Hacker Newsnew | past | comments | ask | show | jobs | submitlogin
New Relic to open-source Pixie’s eBPF observability platform (pixielabs.ai)
345 points by htroisi on Dec 10, 2020 | hide | past | favorite | 63 comments


My take is that eBPF is such a powerful technology that it holds the potential to fundamentally change how Networking, Observability and Security are delivered. Just like Virtualization and now Containers/Kubernetes challenged an entire industry focused on big servers, the ability to safely embed programs into the Linux Kernel w/ eBPF challenges every incumbent. We're seeing every incumbent vendor look hard at the technology and make build vs. buy calculations. New Relic probably compared acquiring Pixie this early to either building internally or waiting to see how things developed for both the market and Pixie. I'm guessing they made a bet that the longer they waited the more expensive it would be to buy an eBPF based company. It was a good fit so they pulled the trigger, de-risking things for both themselves and the Pixie team (Note I have no inside info this is all just a guess).

DATA SUPPLIED -
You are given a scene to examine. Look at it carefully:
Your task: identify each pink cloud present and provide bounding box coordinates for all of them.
==
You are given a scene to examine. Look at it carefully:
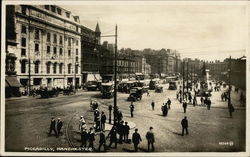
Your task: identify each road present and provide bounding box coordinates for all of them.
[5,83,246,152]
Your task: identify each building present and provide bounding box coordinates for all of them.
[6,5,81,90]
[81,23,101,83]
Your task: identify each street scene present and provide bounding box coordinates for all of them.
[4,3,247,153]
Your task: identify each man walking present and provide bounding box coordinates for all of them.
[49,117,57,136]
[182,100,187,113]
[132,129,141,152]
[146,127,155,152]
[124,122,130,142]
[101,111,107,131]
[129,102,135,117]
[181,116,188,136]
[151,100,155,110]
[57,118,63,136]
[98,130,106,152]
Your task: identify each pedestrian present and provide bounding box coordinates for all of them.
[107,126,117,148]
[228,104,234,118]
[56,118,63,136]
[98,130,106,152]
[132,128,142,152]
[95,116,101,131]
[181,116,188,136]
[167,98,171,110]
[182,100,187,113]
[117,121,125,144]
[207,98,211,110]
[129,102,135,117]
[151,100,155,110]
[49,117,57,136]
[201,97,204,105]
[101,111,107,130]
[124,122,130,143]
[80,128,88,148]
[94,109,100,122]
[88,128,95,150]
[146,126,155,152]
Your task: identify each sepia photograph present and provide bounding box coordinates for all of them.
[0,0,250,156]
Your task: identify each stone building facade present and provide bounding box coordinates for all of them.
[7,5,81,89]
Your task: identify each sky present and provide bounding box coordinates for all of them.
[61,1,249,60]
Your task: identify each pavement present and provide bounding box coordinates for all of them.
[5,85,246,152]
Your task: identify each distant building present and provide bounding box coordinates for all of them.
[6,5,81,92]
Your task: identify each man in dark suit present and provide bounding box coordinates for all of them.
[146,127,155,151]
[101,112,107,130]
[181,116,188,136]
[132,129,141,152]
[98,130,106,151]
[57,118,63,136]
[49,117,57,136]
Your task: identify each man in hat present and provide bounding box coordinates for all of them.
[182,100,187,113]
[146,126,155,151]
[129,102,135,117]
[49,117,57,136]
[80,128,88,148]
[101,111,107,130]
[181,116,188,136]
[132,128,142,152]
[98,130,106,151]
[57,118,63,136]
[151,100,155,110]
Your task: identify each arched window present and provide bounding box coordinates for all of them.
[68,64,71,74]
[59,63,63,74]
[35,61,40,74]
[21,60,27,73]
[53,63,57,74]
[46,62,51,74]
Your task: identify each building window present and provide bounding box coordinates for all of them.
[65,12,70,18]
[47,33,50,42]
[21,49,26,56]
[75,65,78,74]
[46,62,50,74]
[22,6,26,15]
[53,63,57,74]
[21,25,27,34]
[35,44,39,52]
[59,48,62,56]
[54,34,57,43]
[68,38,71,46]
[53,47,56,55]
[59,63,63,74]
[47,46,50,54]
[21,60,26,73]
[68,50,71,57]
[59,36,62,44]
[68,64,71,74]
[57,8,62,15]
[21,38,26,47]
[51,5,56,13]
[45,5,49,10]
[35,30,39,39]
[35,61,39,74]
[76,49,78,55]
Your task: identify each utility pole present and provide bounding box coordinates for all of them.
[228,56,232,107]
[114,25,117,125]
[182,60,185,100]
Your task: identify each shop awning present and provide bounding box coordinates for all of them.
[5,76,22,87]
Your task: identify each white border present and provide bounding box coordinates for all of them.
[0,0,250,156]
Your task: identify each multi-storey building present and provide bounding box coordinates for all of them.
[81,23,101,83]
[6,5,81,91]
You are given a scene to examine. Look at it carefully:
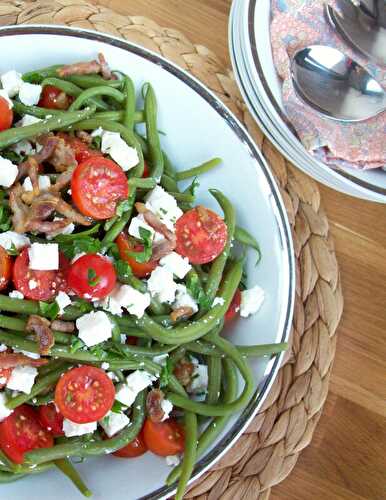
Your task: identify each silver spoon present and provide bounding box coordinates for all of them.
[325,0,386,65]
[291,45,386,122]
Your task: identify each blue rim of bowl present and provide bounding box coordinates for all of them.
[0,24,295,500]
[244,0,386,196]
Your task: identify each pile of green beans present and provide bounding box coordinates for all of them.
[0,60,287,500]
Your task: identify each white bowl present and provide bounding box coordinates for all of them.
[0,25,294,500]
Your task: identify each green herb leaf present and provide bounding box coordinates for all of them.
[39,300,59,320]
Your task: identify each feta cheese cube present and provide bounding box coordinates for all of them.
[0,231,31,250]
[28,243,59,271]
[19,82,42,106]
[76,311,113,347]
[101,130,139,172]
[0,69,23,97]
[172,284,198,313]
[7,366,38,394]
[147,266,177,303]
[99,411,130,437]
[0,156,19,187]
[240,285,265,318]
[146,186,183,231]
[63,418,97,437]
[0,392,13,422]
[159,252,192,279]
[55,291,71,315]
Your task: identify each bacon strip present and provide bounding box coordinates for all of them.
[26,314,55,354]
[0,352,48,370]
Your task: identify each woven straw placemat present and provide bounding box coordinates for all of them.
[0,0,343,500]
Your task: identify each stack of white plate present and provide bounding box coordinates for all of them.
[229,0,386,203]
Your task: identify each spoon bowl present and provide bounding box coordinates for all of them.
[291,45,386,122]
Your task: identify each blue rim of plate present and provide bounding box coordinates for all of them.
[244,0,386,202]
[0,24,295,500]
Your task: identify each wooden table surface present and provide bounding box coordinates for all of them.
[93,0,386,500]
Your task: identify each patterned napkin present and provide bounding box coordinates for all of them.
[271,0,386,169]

TASK REQUIREMENTS -
Pull out the part of the eBPF thread between "My take is that" and "just a guess).", inclusive, copying it word for word. None of the items are needed here.

RIGHT ANSWER -
My take is that eBPF is such a powerful technology that it holds the potential to fundamentally change how Networking, Observability and Security are delivered. Just like Virtualization and now Containers/Kubernetes challenged an entire industry focused on big servers, the ability to safely embed programs into the Linux Kernel w/ eBPF challenges every incumbent. We're seeing every incumbent vendor look hard at the technology and make build vs. buy calculations. New Relic probably compared acquiring Pixie this early to either building internally or waiting to see how things developed for both the market and Pixie. I'm guessing they made a bet that the longer they waited the more expensive it would be to buy an eBPF based company. It was a good fit so they pulled the trigger, de-risking things for both themselves and the Pixie team (Note I have no inside info this is all just a guess).